> **Record list**
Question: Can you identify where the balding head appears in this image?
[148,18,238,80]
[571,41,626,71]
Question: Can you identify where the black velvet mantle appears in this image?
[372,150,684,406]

> **Goal of the exercise**
Rewrite all of the records above, changing "identify" to "locate" wherever it occurs and leaving everything else unchanged.

> **Output for this exercise**
Question: Can you locate where the balding head appears in this image?
[148,18,238,80]
[571,41,626,71]
Question: Can you locate where the black velvet mantle appears in this image?
[372,150,684,406]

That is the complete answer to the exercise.